[AIM] How many lines in the records contain the word "bell"? Give only the number.

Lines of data
- - - - - - -

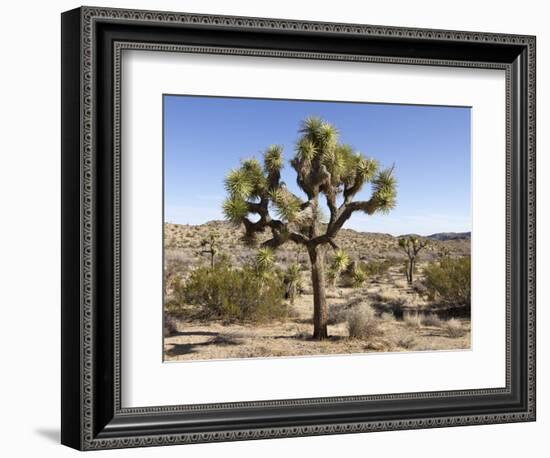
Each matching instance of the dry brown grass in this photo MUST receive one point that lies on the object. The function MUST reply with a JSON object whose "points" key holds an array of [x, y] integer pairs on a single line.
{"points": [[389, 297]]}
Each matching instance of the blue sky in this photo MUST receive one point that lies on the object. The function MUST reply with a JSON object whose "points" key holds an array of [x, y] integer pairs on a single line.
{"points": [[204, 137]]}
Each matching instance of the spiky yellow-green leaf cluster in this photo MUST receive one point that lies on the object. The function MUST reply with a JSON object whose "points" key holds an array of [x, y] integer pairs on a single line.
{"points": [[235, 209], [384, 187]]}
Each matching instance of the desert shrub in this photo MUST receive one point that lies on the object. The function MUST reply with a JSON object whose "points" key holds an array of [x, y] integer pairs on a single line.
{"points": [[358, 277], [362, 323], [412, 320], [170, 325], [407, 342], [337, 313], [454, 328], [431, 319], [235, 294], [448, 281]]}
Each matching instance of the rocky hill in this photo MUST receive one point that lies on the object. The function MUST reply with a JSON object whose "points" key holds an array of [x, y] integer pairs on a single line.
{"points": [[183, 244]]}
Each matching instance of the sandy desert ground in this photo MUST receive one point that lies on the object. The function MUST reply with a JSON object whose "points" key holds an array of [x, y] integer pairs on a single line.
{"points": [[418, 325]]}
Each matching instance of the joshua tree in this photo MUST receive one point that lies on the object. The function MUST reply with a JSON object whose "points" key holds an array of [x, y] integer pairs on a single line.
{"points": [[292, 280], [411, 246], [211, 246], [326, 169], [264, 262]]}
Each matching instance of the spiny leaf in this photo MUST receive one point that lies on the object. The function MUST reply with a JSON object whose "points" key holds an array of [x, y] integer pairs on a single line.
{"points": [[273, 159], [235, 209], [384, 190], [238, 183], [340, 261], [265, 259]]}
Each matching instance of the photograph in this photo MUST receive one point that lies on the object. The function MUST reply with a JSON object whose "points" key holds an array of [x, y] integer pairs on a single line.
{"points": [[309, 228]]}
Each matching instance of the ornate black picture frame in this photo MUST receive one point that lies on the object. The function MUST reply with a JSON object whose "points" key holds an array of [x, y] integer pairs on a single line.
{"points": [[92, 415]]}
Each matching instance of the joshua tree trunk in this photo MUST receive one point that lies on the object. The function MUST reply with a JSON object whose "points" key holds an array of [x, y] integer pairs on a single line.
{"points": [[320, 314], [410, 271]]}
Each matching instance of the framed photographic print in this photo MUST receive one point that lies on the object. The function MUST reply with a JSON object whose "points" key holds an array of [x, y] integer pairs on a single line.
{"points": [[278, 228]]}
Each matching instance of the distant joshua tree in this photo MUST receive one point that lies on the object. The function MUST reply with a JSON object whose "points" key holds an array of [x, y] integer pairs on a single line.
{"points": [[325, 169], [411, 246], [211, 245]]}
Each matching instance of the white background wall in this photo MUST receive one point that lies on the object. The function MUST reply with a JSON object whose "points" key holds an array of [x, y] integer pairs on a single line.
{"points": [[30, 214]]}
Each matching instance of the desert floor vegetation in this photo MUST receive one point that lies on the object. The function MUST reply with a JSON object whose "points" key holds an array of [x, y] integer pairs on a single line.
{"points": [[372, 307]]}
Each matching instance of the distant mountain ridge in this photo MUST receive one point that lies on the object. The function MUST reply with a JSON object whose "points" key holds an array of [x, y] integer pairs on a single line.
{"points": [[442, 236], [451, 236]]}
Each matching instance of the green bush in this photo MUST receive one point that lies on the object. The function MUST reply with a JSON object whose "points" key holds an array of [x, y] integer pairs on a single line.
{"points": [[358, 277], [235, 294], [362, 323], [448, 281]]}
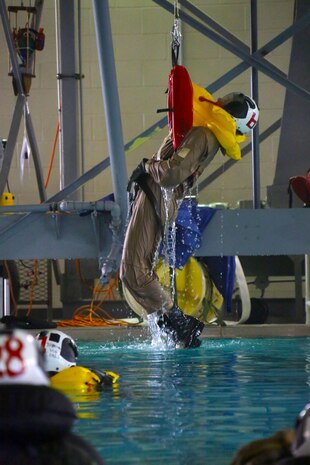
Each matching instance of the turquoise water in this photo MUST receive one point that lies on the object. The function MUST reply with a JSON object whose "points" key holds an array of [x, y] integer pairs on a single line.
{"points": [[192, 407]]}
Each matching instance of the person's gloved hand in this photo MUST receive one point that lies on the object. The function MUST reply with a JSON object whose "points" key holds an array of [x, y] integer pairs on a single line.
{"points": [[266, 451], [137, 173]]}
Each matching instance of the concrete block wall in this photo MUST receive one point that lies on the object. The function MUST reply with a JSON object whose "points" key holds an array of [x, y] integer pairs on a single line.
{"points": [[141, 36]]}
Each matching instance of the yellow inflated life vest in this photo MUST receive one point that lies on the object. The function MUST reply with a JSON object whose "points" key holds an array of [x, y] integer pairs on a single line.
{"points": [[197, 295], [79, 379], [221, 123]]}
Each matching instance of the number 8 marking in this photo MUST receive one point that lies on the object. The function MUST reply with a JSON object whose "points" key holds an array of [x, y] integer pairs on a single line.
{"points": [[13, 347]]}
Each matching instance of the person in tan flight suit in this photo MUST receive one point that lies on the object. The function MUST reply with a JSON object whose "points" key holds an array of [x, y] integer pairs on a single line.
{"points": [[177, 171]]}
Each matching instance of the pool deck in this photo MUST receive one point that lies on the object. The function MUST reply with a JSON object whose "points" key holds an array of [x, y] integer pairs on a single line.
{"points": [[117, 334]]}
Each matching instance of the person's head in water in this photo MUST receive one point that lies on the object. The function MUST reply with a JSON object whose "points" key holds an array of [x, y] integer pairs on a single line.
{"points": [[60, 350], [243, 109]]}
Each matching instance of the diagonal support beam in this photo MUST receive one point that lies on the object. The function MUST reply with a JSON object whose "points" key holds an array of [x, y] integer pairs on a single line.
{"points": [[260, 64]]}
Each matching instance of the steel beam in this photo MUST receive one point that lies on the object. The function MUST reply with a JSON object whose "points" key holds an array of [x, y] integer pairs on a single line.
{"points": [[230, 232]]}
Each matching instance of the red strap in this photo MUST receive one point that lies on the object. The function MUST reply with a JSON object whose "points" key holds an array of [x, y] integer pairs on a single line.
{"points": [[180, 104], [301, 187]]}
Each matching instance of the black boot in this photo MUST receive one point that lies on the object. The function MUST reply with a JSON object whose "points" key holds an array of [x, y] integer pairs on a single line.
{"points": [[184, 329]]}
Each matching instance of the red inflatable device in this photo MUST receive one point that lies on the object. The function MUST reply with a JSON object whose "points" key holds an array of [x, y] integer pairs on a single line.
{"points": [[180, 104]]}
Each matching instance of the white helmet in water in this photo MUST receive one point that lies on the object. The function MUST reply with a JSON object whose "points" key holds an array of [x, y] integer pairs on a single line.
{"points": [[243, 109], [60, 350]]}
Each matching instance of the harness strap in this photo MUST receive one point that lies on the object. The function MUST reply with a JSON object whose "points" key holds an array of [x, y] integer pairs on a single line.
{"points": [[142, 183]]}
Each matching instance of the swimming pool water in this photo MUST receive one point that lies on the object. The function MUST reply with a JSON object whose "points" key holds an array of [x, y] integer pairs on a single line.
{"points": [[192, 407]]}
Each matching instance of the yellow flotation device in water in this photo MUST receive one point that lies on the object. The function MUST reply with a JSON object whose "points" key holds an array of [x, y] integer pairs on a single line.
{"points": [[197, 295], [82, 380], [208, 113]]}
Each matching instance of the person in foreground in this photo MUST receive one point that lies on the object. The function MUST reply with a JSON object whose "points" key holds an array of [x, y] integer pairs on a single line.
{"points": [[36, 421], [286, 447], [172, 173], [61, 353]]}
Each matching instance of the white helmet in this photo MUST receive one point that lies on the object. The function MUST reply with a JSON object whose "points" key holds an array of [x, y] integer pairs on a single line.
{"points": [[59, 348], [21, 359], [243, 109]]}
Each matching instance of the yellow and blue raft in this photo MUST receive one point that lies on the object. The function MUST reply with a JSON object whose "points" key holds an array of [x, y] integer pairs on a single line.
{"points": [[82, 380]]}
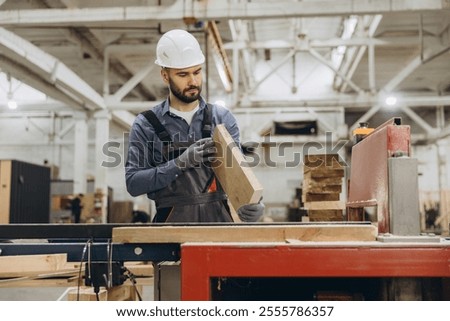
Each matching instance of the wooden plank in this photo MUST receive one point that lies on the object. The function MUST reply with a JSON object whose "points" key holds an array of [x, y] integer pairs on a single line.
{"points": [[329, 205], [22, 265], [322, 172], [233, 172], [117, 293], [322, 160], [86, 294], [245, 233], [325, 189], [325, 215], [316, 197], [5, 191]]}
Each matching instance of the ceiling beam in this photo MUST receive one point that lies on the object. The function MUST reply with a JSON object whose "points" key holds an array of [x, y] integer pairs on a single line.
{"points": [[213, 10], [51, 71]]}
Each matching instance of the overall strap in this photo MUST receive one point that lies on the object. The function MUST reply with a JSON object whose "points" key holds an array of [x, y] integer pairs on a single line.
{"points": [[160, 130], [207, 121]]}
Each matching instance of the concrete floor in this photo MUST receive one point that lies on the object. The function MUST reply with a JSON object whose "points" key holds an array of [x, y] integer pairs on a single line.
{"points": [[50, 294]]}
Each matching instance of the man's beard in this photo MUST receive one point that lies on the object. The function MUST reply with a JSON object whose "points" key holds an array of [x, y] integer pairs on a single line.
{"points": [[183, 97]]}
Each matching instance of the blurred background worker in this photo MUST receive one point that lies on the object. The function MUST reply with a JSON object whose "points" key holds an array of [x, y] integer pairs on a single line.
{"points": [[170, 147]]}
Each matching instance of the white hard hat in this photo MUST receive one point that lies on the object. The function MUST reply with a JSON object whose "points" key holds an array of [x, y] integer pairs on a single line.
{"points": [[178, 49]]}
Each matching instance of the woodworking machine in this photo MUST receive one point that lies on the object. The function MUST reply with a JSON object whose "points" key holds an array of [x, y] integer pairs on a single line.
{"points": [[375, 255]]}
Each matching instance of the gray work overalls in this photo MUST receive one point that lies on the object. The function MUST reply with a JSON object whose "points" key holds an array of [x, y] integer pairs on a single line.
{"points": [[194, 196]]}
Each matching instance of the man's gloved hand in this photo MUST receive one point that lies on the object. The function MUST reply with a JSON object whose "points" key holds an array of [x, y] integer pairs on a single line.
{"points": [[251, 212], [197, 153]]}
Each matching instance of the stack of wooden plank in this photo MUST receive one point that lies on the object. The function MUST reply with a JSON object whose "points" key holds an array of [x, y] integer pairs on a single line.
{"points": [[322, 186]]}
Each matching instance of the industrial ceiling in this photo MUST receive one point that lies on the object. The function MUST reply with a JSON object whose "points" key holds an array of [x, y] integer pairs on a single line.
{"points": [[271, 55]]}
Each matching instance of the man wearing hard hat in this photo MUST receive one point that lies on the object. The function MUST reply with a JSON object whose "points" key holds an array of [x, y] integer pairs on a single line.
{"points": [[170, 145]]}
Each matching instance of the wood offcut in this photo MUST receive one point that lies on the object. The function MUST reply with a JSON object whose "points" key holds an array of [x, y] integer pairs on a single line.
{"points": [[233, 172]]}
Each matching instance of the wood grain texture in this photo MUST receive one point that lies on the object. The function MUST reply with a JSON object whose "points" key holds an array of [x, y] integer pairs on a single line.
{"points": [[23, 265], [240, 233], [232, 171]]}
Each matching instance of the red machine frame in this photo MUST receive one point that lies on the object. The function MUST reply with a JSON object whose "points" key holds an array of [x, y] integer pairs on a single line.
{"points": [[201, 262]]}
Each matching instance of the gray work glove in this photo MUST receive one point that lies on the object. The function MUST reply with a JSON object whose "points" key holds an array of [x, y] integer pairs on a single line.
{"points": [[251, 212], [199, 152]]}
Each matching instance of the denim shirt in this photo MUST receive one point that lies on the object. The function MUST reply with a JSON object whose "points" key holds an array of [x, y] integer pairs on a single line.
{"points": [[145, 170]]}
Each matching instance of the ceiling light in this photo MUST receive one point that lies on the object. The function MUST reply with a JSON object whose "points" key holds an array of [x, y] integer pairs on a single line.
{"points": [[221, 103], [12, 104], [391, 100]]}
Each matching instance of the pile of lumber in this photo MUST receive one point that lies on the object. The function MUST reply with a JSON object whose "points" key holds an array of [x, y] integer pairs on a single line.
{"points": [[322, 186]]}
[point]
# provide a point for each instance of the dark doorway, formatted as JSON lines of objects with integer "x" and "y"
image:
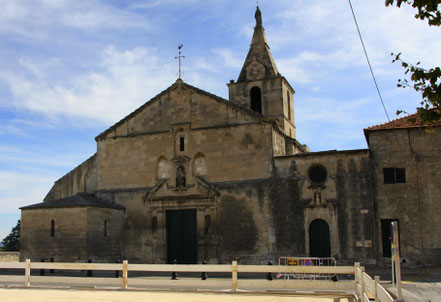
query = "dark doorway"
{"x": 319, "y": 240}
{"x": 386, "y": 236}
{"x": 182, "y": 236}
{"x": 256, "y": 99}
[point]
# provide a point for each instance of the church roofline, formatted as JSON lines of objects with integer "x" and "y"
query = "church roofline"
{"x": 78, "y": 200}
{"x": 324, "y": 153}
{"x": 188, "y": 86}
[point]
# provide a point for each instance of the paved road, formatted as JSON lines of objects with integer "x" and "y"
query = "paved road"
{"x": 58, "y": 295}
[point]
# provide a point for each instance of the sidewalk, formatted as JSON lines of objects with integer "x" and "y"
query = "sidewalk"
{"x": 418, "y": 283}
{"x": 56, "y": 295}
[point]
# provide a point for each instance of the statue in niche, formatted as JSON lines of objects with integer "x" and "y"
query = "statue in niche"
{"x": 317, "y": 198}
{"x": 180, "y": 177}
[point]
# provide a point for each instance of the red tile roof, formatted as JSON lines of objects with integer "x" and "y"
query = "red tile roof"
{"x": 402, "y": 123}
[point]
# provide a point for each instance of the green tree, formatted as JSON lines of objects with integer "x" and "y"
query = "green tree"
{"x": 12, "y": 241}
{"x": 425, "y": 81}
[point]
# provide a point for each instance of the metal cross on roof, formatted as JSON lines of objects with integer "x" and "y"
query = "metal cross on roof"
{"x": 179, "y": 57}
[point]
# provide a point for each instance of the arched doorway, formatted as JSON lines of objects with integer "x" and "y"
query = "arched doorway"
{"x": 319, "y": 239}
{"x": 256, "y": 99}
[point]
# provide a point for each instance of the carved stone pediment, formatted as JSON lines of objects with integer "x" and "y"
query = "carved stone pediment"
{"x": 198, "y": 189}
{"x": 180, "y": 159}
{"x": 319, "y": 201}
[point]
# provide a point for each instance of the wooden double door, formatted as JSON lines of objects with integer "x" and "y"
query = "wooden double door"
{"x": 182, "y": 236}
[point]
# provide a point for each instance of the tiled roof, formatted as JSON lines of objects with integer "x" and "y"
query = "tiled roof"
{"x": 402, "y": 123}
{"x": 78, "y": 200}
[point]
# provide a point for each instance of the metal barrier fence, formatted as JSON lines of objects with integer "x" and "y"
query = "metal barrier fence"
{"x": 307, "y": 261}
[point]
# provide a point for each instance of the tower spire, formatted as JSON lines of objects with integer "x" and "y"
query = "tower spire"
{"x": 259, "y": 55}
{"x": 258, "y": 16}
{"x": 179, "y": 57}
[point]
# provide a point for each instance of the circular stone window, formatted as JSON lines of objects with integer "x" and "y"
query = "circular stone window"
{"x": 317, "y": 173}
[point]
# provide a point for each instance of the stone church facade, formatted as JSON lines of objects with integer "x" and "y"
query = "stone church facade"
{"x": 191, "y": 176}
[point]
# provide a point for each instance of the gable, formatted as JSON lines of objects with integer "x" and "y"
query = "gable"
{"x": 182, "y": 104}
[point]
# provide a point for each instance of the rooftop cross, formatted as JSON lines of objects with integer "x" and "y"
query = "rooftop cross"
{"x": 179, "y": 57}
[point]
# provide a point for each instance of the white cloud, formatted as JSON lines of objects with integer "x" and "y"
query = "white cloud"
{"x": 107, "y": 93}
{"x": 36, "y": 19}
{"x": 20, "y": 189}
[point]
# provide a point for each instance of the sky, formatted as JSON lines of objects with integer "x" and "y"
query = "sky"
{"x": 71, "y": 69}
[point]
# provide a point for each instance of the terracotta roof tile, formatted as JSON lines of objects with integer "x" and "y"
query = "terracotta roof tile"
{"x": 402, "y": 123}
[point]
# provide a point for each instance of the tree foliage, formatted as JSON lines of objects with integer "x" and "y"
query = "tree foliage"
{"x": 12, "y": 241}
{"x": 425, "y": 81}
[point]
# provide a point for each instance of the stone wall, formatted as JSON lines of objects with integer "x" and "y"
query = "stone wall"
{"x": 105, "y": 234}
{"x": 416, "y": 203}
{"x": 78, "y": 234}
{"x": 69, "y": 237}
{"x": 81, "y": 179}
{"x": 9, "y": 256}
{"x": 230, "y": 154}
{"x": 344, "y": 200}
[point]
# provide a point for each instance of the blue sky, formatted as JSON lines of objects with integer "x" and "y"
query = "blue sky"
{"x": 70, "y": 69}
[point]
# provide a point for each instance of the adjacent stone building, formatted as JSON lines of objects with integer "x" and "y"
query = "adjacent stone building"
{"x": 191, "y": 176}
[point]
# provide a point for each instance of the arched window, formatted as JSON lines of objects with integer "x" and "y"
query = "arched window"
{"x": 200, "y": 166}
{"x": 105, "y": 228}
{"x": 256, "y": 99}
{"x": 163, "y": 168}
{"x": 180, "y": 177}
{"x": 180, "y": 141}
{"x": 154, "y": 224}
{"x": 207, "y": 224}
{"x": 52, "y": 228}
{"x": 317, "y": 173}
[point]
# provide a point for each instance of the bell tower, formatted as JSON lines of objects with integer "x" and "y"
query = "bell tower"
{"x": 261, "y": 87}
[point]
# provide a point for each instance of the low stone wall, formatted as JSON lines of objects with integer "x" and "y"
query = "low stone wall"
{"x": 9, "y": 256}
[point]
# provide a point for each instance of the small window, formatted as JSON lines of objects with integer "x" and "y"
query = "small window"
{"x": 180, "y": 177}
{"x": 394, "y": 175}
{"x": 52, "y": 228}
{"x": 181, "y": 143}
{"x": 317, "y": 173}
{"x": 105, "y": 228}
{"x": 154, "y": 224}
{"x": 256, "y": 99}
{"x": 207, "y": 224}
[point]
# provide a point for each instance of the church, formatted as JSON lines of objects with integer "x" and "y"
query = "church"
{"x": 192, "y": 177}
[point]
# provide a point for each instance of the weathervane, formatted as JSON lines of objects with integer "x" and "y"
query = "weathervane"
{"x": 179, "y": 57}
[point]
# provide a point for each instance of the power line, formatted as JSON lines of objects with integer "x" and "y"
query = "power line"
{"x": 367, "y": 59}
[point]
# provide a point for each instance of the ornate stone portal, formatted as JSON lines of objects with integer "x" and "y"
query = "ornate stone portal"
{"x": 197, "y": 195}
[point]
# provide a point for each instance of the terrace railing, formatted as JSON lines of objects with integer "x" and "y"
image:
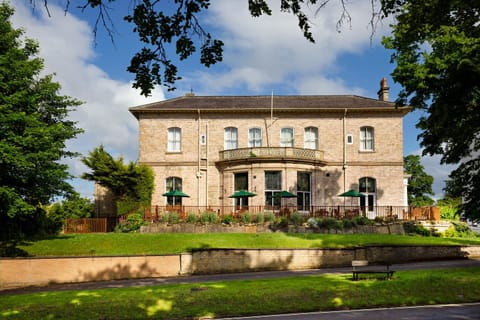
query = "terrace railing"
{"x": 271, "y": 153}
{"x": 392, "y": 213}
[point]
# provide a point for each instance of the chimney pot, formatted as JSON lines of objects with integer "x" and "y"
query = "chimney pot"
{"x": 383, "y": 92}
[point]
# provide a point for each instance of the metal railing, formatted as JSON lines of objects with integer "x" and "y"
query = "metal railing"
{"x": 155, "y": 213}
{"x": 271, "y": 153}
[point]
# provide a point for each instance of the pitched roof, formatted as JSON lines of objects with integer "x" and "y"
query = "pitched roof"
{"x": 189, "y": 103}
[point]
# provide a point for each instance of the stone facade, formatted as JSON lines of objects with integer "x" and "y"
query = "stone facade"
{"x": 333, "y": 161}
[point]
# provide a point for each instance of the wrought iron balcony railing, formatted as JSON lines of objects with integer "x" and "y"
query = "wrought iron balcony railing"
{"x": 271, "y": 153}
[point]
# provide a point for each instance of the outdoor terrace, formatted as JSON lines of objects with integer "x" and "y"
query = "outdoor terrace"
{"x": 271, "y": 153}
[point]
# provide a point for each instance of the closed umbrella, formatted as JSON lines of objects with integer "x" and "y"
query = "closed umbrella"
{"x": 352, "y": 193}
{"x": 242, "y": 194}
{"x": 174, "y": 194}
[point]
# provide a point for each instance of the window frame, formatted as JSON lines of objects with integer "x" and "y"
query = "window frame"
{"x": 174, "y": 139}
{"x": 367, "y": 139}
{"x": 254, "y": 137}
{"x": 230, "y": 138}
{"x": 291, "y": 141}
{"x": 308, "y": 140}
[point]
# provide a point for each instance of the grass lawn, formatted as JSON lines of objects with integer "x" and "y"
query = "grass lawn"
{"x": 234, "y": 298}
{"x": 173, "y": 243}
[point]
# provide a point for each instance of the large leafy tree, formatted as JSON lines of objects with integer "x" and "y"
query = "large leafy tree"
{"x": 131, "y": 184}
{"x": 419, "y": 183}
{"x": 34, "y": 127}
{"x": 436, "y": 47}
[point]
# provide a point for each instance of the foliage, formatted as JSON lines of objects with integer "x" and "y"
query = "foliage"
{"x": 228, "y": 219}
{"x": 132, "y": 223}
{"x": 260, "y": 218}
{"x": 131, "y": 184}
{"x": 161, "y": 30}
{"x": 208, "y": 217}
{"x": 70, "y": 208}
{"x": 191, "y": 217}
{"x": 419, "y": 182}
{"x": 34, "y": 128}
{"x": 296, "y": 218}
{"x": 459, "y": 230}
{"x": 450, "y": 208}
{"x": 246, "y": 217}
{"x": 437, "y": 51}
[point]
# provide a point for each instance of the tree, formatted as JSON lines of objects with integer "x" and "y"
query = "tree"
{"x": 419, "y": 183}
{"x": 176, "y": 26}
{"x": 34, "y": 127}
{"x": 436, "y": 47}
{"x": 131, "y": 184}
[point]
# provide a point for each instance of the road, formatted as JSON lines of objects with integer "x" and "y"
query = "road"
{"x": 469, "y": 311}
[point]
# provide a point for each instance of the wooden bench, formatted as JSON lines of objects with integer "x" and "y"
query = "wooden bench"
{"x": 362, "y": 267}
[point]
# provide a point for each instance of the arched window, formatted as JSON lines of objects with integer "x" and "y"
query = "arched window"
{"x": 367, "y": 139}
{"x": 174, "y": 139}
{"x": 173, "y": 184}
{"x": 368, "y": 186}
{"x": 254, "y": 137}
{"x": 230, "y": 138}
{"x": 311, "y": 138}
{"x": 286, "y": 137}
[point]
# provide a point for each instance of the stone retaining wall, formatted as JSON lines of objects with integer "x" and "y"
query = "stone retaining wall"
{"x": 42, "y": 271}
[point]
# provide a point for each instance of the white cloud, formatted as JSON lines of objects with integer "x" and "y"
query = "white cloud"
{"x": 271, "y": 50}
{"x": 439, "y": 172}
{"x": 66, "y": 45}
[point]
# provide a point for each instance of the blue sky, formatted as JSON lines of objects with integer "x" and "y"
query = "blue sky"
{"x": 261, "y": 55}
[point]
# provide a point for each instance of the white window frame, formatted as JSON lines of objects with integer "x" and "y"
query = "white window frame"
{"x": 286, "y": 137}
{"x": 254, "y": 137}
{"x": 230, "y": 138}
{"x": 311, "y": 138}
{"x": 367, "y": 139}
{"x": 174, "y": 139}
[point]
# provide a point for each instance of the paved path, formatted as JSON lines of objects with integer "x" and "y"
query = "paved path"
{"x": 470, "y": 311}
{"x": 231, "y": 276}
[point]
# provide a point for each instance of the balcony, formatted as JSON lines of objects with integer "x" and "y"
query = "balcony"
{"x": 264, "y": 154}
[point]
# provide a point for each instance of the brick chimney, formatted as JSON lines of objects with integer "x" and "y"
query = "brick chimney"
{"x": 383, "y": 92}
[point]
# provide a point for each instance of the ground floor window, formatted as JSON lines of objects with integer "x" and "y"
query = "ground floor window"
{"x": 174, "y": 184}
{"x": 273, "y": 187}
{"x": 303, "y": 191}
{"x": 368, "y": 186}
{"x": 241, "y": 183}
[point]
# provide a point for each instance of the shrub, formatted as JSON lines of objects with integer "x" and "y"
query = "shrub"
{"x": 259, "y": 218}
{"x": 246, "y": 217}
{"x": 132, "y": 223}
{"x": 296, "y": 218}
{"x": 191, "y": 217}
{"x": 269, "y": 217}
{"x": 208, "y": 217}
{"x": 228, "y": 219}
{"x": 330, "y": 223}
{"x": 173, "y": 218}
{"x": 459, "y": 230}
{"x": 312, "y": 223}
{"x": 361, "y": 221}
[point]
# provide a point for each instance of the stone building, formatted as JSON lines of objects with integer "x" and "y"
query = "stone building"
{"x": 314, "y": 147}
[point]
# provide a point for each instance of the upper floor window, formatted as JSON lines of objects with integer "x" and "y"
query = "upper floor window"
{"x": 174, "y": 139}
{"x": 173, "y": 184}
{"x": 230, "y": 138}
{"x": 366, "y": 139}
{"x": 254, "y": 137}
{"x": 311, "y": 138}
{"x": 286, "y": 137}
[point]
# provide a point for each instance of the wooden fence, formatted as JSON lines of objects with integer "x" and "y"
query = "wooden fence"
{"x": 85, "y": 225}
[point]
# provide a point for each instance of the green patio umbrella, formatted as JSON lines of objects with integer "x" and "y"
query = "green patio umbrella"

- - - - - - -

[CORRECT ANSWER] 2